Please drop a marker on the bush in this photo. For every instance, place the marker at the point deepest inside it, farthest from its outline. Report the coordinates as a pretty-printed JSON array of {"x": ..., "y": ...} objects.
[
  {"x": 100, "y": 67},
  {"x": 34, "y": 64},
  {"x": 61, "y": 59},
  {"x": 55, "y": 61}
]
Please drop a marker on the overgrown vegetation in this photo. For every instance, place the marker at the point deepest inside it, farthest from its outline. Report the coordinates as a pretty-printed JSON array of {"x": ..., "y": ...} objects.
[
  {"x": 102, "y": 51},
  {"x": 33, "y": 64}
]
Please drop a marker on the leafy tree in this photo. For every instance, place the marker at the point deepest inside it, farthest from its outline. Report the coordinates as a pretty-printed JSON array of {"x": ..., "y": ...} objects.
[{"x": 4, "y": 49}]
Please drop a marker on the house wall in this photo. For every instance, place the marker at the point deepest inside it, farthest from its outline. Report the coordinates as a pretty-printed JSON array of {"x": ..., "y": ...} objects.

▶ INSTRUCTION: Copy out everything from the line containing "Please drop a marker on the overgrown" down to the end of the material, swapping "marker" for "pin" throughout and leaving all else unchanged.

▶ SOLUTION:
Please drop a pin on the overgrown vegetation in this photo. For every instance, place the pin at the point deepest inside it, farthest from its outline. Report the coordinates as a pretty-printed JSON array of {"x": ..., "y": ...} objects.
[
  {"x": 102, "y": 51},
  {"x": 33, "y": 64}
]
Please drop a pin on the leafy tree in this photo. For every instance, place the pin at the point deepest inside it, farthest from its outline. Report the coordinates as a pretty-printed JSON array of {"x": ..., "y": ...} objects.
[{"x": 4, "y": 49}]
Please drop a pin on the house wall in this photo. For every instance, place the pin at the point deepest inside it, farthest from its outline. Report the coordinates as a pretty-printed JSON array of {"x": ..., "y": ...} objects.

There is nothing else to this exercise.